Excerpts from location labeling data:

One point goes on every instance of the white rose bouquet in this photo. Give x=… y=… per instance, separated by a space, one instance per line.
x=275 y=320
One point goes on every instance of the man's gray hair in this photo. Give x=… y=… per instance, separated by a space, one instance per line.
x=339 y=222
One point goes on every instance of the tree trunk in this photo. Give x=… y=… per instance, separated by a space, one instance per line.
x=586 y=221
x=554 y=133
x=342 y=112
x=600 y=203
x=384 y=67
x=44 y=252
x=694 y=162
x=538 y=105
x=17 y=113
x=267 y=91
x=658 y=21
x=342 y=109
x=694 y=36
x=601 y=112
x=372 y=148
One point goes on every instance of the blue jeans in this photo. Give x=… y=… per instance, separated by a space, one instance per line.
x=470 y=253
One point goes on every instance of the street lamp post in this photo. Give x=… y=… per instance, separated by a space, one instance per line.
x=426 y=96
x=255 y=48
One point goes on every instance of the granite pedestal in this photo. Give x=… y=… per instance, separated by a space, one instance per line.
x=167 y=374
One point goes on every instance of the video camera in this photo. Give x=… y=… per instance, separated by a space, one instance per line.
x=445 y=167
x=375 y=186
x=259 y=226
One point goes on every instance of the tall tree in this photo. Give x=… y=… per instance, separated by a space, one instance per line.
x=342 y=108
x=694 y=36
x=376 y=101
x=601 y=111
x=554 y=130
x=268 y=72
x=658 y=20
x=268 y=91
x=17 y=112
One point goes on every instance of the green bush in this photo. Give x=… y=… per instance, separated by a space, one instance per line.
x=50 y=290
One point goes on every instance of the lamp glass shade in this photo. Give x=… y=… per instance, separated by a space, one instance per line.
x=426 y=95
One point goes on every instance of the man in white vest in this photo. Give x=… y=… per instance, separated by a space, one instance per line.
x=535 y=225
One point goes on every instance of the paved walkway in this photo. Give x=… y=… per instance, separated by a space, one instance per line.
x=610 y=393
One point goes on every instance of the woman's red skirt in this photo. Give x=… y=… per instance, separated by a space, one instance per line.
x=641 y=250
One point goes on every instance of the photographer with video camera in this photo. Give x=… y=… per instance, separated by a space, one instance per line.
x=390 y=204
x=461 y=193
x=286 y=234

* [WRITTEN EXERCISE]: Copy every item above word for word, keeping each line unchanged.

* [RESULT OF THE EXERCISE]:
One point goes on every instance of the white rose bouquet in this photo. Give x=… y=… per instance, separated by a space, one instance per line.
x=275 y=320
One point goes on every instance of the man's gray hair in this photo. Give x=… y=… per instance, separated by a space, one instance per line.
x=339 y=222
One point goes on every instance of the tree trunk in this photo. Give x=… y=… per instance, separated by a space, one instance per line.
x=586 y=221
x=554 y=133
x=342 y=112
x=600 y=203
x=384 y=67
x=44 y=252
x=694 y=162
x=538 y=105
x=17 y=113
x=267 y=91
x=658 y=21
x=342 y=109
x=694 y=36
x=601 y=112
x=372 y=148
One point goes on every instance of the blue jeans in this photo. Give x=… y=… per instance, separated by a space, one instance per line.
x=470 y=253
One point goes on every instance of the street lamp post in this photo. Give x=… y=… per instance, separated by a space, one instance per line.
x=426 y=96
x=255 y=48
One point goes on every instance of the granite pedestal in this photo. Give x=… y=… per instance, separated by a space, one instance per line.
x=167 y=374
One point goes on every instance of the video camera in this photo. Give x=… y=… per instance, separated by a space, one instance per line.
x=445 y=167
x=375 y=186
x=259 y=226
One point goes on every instance of the tall tree in this photo. Give x=… y=… per instance, separated by a space, one instance per line.
x=342 y=108
x=694 y=36
x=376 y=101
x=601 y=111
x=554 y=130
x=268 y=72
x=658 y=20
x=268 y=91
x=17 y=112
One point goes on every instance of the green bush in this photo. Give x=… y=… per instance, separated by a space, one instance per line.
x=50 y=290
One point goes on every instance of the lamp glass shade in this photo. Give x=… y=… per instance, separated by a space, one instance per line.
x=426 y=95
One point goes on every instance of the man in white vest in this photo. Give x=… y=… per instance, separated by a space, one instance per line.
x=535 y=225
One point goes on every instance of the paved walkway in this photo. Give x=… y=… per instance, separated by a space, one instance per line.
x=610 y=393
One point goes on every instance of the woman's red skirt in this photo. Give x=… y=… per instance, separated by a space, one instance per line.
x=641 y=250
One point goes on every instance of the photographer with video camera in this photo. Give x=… y=… per instance, separated by a space, one instance per line.
x=390 y=204
x=461 y=193
x=286 y=234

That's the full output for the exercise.